### How to complete this task
Below are some entries; report how many of their lines contain the word "blue", giving nothing besides the number.
^^^^^^^^
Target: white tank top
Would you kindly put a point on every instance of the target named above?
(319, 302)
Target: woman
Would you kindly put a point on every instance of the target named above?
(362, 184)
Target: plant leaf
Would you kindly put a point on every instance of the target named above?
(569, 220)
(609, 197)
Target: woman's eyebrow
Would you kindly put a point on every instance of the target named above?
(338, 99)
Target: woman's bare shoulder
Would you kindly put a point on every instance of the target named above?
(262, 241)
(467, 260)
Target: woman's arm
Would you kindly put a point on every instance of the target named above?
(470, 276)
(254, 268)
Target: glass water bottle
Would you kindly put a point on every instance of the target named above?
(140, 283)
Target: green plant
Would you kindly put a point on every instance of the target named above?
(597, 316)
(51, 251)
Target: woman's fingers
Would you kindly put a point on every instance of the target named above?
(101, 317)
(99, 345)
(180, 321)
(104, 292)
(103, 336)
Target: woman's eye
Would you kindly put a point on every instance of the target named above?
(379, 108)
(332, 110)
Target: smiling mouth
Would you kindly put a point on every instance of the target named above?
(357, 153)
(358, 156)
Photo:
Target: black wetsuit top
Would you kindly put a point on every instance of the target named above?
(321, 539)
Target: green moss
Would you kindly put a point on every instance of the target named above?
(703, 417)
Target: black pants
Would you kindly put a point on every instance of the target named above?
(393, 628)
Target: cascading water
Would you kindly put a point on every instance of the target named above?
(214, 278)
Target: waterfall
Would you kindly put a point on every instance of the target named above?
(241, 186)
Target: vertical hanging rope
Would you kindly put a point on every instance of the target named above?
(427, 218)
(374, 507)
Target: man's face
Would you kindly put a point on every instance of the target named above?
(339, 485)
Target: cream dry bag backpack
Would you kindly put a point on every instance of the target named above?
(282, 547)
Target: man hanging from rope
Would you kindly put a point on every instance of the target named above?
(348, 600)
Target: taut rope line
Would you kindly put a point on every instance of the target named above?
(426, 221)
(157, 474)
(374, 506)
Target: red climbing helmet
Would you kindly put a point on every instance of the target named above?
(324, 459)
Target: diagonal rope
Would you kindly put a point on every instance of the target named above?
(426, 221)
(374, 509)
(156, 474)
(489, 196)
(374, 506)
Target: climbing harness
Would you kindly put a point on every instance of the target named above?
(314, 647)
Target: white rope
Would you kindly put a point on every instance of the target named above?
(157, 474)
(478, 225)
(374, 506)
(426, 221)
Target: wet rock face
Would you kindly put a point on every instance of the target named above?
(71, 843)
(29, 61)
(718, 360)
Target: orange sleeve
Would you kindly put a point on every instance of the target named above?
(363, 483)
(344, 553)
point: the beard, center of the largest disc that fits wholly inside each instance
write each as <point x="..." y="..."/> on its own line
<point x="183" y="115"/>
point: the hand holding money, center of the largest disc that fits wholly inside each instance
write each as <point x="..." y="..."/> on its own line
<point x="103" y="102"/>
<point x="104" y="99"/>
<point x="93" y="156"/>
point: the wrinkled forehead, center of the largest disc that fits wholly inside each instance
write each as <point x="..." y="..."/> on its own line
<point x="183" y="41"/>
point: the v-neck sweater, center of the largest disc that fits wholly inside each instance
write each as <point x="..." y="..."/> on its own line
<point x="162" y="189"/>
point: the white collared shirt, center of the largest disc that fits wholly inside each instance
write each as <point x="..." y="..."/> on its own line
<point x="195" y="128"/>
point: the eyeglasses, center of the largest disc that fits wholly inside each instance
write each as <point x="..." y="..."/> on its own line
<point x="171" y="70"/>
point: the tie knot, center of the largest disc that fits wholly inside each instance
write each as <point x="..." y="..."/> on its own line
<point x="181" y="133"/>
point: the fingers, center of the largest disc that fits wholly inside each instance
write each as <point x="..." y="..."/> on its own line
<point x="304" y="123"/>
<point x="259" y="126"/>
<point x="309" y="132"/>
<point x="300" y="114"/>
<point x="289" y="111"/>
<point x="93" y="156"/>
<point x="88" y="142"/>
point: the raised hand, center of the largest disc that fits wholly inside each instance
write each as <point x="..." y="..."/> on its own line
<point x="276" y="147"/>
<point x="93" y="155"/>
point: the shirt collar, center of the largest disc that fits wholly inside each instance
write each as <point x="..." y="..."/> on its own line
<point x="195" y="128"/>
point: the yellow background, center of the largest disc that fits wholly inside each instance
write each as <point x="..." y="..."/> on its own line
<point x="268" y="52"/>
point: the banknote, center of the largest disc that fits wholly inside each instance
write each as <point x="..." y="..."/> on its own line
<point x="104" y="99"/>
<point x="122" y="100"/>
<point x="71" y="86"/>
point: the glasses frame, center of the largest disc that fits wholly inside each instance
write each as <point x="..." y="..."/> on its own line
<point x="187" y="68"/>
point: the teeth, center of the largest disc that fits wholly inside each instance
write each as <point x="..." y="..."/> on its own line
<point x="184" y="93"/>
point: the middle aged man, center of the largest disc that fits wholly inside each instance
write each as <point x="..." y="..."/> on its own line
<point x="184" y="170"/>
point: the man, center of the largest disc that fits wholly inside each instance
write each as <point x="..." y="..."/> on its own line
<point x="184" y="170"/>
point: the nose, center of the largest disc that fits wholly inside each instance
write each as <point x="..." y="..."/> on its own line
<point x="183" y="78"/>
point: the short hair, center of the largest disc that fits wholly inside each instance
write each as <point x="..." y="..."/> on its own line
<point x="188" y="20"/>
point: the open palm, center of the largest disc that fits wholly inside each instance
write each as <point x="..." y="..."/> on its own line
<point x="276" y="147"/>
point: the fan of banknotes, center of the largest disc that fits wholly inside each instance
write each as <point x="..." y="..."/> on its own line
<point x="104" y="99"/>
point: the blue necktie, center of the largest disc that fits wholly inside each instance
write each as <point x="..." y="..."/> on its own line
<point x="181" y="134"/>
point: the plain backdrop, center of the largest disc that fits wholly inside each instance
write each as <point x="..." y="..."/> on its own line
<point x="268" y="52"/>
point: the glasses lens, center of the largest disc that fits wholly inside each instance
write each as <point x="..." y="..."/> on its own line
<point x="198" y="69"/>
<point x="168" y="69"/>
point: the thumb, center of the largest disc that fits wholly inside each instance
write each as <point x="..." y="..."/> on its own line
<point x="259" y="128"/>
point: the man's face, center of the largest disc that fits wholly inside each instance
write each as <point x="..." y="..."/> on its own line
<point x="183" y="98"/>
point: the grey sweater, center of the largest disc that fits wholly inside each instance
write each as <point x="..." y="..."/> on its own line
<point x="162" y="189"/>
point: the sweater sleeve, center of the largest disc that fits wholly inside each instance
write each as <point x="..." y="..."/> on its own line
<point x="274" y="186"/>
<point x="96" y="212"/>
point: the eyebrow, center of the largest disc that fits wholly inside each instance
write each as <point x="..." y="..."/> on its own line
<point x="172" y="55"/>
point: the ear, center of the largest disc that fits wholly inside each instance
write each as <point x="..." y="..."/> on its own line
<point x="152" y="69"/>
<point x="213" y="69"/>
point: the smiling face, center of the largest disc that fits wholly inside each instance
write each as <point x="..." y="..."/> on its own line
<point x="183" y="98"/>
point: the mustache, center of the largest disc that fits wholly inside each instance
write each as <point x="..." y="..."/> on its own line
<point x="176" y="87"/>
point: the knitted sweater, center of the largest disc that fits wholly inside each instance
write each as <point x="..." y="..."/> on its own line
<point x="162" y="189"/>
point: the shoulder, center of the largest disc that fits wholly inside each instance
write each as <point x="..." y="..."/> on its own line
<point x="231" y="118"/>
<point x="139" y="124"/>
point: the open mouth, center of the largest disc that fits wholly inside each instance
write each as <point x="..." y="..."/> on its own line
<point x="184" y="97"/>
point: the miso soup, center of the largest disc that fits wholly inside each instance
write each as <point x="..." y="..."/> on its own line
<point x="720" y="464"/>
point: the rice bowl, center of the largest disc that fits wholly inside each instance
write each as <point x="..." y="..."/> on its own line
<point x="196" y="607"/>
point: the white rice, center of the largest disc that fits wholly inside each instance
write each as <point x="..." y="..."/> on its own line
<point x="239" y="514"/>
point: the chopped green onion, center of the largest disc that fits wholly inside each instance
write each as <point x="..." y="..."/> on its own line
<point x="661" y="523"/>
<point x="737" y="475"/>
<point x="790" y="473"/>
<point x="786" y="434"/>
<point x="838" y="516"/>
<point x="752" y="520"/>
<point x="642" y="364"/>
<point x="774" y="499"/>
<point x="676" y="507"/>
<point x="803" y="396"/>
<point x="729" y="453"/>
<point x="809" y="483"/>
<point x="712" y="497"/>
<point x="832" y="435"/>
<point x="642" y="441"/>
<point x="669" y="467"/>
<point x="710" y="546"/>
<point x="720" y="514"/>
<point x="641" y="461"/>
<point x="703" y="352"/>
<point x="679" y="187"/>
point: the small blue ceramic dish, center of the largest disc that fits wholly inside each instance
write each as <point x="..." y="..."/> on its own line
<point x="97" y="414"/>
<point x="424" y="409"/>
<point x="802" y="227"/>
^^^^^^^^
### Task result
2